Exercise goal:
The required output is the line that contains "pole shown in this photo." plus every line after it in the listing below, copied exactly as it appears.

─── Information supplied

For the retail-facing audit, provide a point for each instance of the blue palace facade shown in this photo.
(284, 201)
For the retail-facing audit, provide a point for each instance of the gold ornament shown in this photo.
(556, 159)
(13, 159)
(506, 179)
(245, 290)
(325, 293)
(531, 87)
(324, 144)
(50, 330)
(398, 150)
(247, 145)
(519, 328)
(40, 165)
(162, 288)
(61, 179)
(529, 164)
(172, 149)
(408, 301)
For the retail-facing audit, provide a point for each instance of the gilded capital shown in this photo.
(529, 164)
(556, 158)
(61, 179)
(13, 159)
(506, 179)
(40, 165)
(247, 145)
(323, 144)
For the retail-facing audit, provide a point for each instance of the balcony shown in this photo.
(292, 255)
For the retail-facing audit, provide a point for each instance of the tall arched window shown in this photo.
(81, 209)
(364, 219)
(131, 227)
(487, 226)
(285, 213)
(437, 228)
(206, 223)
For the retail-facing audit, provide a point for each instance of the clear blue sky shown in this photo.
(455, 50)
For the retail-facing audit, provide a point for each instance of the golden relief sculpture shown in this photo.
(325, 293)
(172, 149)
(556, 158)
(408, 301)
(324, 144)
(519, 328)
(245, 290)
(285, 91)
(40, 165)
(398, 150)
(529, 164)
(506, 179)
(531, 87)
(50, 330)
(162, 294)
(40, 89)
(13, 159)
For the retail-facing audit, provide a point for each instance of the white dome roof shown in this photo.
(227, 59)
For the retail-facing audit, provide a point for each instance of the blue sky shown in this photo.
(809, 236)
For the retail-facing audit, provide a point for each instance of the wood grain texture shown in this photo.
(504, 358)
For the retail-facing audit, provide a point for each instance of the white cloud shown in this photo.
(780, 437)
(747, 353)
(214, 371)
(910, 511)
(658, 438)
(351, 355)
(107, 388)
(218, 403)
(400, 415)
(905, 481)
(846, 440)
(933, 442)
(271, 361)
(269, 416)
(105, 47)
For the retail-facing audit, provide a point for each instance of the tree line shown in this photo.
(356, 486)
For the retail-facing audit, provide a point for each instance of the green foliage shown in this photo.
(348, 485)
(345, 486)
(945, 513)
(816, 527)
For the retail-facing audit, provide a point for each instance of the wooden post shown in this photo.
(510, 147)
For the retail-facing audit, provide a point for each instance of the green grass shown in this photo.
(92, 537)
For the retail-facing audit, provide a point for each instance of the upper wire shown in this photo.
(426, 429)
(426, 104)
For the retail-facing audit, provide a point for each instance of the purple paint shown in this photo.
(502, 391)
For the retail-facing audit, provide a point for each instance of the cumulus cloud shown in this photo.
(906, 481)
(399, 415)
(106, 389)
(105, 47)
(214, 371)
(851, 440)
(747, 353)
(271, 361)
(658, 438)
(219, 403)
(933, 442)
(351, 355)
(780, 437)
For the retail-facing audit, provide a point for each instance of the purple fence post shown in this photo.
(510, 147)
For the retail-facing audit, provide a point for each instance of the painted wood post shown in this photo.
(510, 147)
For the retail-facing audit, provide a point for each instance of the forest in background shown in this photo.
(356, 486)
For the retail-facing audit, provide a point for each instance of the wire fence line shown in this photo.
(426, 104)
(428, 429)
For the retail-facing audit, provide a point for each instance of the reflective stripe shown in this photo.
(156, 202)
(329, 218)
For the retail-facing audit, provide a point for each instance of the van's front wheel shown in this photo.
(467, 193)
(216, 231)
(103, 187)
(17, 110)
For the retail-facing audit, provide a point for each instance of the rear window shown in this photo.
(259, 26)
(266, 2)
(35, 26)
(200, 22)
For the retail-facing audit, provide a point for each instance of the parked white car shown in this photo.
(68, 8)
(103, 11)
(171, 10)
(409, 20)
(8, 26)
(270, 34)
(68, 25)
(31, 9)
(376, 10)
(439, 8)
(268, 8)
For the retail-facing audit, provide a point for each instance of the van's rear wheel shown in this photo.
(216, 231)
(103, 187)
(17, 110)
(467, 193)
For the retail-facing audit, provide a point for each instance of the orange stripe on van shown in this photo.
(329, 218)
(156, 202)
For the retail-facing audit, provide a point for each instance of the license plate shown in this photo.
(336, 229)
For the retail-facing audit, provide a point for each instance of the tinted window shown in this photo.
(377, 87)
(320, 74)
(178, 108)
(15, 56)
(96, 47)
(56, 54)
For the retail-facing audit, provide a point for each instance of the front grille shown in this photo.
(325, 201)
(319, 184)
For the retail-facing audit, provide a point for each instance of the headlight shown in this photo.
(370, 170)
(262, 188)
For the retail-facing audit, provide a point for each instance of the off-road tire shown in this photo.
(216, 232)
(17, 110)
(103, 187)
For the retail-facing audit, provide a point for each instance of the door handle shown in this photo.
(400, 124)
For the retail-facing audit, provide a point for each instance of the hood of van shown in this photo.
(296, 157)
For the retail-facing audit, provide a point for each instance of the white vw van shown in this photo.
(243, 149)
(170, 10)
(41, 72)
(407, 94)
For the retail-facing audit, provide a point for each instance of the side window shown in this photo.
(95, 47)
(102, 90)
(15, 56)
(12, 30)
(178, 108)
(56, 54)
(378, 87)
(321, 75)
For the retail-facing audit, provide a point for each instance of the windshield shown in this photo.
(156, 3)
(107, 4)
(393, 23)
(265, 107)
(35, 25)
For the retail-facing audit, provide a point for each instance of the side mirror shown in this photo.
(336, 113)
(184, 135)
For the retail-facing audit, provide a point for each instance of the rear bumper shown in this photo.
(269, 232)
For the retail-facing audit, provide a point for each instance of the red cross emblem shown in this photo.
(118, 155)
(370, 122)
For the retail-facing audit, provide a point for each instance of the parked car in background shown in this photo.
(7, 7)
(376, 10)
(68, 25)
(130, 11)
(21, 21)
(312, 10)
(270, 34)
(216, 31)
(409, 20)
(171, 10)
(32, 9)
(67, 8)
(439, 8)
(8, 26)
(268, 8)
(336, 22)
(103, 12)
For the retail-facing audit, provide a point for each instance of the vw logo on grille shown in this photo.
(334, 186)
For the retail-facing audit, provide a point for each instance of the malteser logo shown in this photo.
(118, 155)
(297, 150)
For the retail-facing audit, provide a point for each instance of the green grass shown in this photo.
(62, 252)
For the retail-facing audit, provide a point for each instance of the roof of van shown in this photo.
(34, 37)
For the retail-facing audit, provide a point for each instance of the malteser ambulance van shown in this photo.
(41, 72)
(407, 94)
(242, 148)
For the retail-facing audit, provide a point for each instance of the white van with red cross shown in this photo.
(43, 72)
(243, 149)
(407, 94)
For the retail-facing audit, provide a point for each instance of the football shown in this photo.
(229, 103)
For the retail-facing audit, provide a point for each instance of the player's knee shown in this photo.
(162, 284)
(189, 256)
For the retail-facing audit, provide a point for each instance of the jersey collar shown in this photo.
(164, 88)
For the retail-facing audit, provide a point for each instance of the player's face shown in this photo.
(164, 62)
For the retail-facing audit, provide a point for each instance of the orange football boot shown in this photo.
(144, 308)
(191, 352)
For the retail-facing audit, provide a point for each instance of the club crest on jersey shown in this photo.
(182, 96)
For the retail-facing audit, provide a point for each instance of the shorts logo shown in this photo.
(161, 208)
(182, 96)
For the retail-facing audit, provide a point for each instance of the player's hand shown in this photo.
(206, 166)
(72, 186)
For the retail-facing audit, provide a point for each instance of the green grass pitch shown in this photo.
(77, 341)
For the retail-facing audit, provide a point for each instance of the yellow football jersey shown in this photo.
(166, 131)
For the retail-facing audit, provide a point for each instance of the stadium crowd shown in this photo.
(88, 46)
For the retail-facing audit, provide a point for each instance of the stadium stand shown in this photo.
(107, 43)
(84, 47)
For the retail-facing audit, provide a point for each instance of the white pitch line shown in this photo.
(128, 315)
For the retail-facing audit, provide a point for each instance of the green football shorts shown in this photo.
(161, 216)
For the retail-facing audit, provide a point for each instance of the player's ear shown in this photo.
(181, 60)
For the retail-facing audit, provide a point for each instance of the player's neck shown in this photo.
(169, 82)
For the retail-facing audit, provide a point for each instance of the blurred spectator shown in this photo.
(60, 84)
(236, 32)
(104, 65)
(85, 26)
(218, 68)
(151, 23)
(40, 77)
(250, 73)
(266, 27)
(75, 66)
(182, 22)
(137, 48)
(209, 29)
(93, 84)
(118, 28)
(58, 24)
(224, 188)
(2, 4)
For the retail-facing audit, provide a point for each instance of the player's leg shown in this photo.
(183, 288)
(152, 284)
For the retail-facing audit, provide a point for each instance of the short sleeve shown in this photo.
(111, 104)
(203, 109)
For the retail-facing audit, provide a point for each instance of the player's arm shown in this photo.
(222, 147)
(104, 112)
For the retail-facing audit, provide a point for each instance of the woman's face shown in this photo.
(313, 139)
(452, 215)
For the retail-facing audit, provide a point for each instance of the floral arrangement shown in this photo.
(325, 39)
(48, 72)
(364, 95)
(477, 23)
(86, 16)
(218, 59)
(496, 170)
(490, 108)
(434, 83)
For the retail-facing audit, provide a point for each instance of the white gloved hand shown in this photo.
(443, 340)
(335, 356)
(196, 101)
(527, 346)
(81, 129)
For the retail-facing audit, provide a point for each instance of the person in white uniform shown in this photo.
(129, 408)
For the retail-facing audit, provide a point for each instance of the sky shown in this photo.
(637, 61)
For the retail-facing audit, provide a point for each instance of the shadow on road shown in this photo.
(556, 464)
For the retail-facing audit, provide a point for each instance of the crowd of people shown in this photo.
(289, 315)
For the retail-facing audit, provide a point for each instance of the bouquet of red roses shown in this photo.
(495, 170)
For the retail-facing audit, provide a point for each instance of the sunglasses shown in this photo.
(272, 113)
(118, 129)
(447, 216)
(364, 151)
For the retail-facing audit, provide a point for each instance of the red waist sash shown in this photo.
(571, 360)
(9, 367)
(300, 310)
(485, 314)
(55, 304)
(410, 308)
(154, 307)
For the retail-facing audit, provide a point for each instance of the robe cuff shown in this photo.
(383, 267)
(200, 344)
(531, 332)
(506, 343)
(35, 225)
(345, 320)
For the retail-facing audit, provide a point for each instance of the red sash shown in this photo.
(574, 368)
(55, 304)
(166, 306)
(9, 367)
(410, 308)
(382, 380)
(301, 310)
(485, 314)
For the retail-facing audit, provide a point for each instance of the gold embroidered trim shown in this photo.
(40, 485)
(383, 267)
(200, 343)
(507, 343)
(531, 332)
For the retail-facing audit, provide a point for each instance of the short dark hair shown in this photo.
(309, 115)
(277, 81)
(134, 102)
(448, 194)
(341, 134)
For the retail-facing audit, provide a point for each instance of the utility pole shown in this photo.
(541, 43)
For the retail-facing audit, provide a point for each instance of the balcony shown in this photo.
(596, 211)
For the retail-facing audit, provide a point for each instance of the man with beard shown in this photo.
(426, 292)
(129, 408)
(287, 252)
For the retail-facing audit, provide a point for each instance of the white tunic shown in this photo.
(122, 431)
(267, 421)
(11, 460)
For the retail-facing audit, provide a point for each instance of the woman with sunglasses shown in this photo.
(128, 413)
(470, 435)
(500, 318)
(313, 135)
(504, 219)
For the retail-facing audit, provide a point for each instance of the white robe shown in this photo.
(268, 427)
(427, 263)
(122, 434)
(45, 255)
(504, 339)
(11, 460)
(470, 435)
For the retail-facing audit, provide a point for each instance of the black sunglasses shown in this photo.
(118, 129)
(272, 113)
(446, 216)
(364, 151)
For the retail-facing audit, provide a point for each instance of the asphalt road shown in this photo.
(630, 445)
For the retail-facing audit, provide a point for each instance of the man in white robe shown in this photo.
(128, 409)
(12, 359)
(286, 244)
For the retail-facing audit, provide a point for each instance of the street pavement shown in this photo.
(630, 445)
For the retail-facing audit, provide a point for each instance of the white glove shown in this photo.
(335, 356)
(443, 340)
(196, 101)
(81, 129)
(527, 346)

──────

Task output:
For the retail-facing audit, provide a point for each instance of the utility pole shown in this photo.
(541, 43)
For the retail-facing audit, provide a point for each instance of the balcony shown in this photo.
(596, 211)
For the retail-facing audit, provide a point for each instance of the man with beard shown in this photo.
(426, 292)
(129, 408)
(287, 252)
For the retail-facing audit, provide a point for each instance of the white tunic shown in this photo.
(122, 431)
(267, 421)
(11, 460)
For the retail-facing audit, provide a point for each instance of the woman with sunglasses shown in this photo.
(128, 413)
(470, 435)
(500, 318)
(313, 135)
(504, 219)
For the retail-facing audit, provide a point for each instance of the white robe shown in this photo.
(268, 427)
(427, 263)
(122, 434)
(45, 255)
(504, 339)
(11, 460)
(470, 435)
For the retail-facing audit, provide a point for each instance of the black sunglasses shown in this photo.
(118, 129)
(272, 113)
(446, 216)
(364, 151)
For the retail-facing audit, provide a point for each instance of the asphalt road shown in this photo.
(630, 445)
For the retail-facing audit, provide a point for each instance of the man in white robe shown in this photo.
(128, 409)
(12, 359)
(286, 244)
For the retail-facing audit, provide a point for each instance of the street pavement shown in this photo.
(630, 445)
For the retail-facing audit, provide a point for each instance of the white glove shown in this photo.
(335, 356)
(443, 340)
(196, 101)
(81, 129)
(527, 346)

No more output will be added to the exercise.